== PROVIDED DATA ==

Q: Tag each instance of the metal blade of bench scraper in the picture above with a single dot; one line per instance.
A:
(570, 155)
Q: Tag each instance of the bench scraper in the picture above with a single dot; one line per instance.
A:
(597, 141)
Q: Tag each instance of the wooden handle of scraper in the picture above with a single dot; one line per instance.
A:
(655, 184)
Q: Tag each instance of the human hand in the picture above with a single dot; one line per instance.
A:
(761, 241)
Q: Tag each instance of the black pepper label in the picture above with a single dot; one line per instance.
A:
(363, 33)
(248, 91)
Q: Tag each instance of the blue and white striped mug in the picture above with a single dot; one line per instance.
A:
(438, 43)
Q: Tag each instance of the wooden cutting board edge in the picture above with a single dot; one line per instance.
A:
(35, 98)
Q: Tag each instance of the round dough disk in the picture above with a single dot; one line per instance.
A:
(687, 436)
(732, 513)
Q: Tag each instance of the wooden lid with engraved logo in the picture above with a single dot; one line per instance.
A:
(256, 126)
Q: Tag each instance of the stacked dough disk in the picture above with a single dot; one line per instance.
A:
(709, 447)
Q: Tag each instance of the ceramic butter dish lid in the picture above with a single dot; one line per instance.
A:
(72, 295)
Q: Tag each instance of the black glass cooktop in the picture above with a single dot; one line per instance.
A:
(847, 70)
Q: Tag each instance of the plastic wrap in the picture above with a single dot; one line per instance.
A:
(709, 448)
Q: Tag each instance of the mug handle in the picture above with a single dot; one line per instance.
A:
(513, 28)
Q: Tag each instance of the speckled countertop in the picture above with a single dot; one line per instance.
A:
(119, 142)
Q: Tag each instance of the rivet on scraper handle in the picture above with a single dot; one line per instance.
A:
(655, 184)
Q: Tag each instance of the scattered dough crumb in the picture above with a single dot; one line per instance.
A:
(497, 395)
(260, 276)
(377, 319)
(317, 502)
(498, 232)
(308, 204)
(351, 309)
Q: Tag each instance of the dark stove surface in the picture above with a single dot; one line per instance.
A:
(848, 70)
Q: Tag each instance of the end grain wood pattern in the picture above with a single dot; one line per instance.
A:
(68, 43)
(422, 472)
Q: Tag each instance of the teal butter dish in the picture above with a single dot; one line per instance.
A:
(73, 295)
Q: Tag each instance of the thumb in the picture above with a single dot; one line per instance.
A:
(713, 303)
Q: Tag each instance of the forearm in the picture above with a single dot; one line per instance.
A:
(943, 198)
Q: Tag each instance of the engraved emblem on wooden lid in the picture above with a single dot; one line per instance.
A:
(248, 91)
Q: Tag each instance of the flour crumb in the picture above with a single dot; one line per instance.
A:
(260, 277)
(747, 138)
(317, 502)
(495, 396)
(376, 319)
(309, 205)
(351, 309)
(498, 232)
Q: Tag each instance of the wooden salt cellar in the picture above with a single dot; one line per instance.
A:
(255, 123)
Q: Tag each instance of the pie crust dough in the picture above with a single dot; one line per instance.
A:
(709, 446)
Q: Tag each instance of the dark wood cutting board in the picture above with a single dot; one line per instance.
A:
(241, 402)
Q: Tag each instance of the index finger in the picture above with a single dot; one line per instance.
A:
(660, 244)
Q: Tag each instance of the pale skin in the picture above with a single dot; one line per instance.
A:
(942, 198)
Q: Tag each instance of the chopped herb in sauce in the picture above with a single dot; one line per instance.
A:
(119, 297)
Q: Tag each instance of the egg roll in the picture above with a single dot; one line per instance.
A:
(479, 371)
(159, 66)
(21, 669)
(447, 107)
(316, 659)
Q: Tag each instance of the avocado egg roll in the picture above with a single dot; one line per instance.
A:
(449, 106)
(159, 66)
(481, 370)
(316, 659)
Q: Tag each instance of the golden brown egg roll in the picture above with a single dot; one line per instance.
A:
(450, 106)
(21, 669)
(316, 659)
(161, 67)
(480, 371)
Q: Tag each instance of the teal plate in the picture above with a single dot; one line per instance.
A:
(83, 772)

===

WHAT NEEDS TO BE DONE: Quote verbatim the line containing "Q: Tag each instance of the teal butter" and every line after it through the end of the records above.

WORKED ANSWER:
Q: Tag each instance of the teal butter dish in the picture above with a single dot; one line per instance.
A:
(73, 295)
Q: Tag each instance of the thumb in the picture above with a single dot; one line per instance.
A:
(713, 303)
Q: Tag each instance of the forearm in the picture above with a single dot; one line per instance.
A:
(943, 198)
Q: Tag each instance of the engraved emblem on wooden lid in the picture above with a single dot; one line per instance.
A:
(248, 91)
Q: Tag each instance of the flour crumb in the picture above with a single dot; one line per instance.
A:
(260, 277)
(747, 138)
(317, 502)
(495, 396)
(376, 319)
(309, 205)
(351, 309)
(498, 232)
Q: Tag each instance of the wooden salt cellar in the picture above with a single dot; one line per instance.
A:
(255, 123)
Q: Tag each instance of the pie crust dough in the picture above with a single dot; one line per instance.
A:
(709, 446)
Q: Tag each instance of the dark wood cutting board in the picture above with a single dot; one line per instance.
A:
(241, 402)
Q: Tag each instance of the index finger in the picture above with a single dot; one line per instance.
A:
(660, 244)
Q: Tag each instance of the pale skin in the picture above with a single dot; one line per instance.
A:
(942, 198)
Q: Tag each instance of the chopped herb in sauce in the picture above with a single dot; one line per instance.
A:
(119, 297)
Q: Tag each instance of the egg roll in the picture above with a single dot; one line per instance.
A:
(479, 371)
(159, 66)
(21, 669)
(447, 107)
(316, 659)
Q: Tag each instance of the avocado egg roll in the picture above with a single dot; one line per instance.
A:
(449, 106)
(159, 66)
(481, 370)
(316, 659)
Q: Tag each instance of the golden brown egg roll in the picture above with a single dot; one line per instance.
A:
(450, 106)
(21, 669)
(316, 659)
(161, 67)
(480, 371)
Q: Tag each instance of the teal plate in the picture above with a single dot; one line per instance.
A:
(83, 772)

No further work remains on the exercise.